- EXCERPT TO READ:
I will mention about some problems or pseudo-problems of C programming language in this article. A very wide criticism of C programming language may be found at [6].

Readability

We do not need to say a lot about C and readability: C is not readable at all – don’t forget it’s a kind of enhancement to assembly language. Let us look at an example (example is taken from [1]). Have a look at code listings 1 and 2. First one is an implementation of a list of integers in C and second is Python equivalent of same code. We are not interested in how much readable Python code is, but we are interested in how much hard to read C code.

While writing code in C, you have to help compiler a lot. For favor of compiler you put braces ({ and }) to represent blocks. Stars here and stars there confuses the programmer (and then after code-reader). When you want to use some memory you have to allocate it and make sure all pointers are set to NULL initially. Also when you want to update the list, you must take care of all pointers again. Code becomes a whole mess full with statements those are not related with real problem and anyone who want to read and understand code finds (her/him)self inside this mess. (S)he has to fight with all these stars and braces and allocation statements and etc.

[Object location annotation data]

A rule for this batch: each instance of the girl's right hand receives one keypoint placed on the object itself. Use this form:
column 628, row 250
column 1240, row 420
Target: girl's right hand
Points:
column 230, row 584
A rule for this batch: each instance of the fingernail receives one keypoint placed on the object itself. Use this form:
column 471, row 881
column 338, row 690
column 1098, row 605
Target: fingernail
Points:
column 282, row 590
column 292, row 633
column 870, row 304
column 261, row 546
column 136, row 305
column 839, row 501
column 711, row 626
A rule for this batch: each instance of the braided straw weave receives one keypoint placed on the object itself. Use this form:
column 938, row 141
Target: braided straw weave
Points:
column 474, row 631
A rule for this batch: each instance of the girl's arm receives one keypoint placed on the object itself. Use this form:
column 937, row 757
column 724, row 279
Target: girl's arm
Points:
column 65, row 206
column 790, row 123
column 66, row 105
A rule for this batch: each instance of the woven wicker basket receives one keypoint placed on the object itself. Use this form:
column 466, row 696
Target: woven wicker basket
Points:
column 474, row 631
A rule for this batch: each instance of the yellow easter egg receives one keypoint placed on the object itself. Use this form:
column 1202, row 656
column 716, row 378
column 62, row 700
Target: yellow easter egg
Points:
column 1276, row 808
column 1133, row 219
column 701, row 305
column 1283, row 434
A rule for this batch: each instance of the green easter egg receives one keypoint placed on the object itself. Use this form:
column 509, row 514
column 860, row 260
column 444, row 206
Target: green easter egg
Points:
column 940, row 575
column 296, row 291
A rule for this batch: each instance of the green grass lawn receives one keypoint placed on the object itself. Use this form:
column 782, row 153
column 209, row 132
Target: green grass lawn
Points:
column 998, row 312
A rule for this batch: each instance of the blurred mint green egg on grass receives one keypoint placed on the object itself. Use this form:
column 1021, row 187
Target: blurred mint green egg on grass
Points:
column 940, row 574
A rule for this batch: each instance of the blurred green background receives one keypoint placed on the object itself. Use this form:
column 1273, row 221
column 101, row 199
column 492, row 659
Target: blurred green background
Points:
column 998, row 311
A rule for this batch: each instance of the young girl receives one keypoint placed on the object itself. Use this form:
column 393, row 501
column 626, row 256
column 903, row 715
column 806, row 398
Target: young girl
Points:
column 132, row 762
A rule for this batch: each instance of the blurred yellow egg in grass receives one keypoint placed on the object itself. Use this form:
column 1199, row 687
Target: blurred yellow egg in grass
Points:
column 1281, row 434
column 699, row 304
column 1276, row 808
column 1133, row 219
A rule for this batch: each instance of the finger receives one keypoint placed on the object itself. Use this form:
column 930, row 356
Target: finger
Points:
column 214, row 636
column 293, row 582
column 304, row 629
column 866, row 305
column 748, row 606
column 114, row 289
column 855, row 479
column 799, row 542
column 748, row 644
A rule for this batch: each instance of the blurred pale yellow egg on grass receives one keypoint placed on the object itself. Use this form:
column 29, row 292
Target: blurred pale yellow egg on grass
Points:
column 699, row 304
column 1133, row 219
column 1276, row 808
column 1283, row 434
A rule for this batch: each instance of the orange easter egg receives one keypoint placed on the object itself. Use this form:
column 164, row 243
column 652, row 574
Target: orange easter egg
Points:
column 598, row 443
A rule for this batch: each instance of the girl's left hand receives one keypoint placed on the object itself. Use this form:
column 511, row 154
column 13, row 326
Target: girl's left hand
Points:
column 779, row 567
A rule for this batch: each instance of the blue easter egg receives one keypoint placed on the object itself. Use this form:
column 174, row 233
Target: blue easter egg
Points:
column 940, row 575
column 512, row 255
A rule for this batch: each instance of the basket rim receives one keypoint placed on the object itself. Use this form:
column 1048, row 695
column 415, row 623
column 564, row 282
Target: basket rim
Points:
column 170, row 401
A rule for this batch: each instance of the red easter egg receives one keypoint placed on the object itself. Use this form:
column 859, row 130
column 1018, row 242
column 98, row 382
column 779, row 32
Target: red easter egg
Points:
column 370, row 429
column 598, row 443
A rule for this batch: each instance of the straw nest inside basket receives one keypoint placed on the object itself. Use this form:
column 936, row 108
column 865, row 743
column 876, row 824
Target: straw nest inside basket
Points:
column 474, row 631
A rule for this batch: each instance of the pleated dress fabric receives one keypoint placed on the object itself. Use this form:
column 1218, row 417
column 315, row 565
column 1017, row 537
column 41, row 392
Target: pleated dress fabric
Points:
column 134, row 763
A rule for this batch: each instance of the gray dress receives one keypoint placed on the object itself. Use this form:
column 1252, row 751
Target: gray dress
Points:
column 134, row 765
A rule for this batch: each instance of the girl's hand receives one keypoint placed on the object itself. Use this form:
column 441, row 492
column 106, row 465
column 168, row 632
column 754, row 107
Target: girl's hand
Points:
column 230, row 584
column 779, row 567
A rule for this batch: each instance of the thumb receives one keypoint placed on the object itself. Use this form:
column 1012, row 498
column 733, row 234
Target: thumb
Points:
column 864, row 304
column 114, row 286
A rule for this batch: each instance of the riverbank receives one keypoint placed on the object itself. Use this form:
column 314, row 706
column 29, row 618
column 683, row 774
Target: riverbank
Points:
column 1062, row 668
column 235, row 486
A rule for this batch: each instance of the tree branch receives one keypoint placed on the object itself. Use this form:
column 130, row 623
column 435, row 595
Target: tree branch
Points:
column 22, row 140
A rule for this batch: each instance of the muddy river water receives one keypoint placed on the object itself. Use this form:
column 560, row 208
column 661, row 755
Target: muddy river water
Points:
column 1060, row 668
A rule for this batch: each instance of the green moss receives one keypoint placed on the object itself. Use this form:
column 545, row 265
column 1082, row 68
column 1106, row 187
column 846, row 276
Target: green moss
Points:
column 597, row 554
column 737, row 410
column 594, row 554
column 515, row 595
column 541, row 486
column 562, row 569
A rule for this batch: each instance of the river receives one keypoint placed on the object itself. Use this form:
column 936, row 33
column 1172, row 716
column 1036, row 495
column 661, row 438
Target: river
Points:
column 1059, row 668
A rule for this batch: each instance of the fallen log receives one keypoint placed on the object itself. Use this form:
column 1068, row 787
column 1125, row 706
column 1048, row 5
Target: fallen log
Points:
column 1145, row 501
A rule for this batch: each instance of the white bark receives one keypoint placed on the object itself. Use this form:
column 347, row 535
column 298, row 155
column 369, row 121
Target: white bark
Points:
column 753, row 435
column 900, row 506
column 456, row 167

- EXERCISE SET:
• a. Using the C readability passage, answer each question:
(i) C is described as a kind of enhancement to which language?
(ii) In which language is the second code listing written?
(iii) What must all pointers be set to initially when you want to use some memory?
• b. Decide whether each statement agrees with the C readability passage. Answer yes or no, and quote the words of the passage that decide it.
(i) The passage calls C a highly readable language.
(ii) In C, braces are used to represent blocks.
(iii) The example code is taken from source [6].
The data shown above were taken from a separate source.

- SOLUTIONS IN ORDER:
• a.
(i) Assembly language
(ii) Python
(iii) NULL

• b.
(i) No: "C is not readable at all"
(ii) Yes: "For favor of compiler you put braces ({ and }) to represent blocks."
(iii) No: "example is taken from [1]"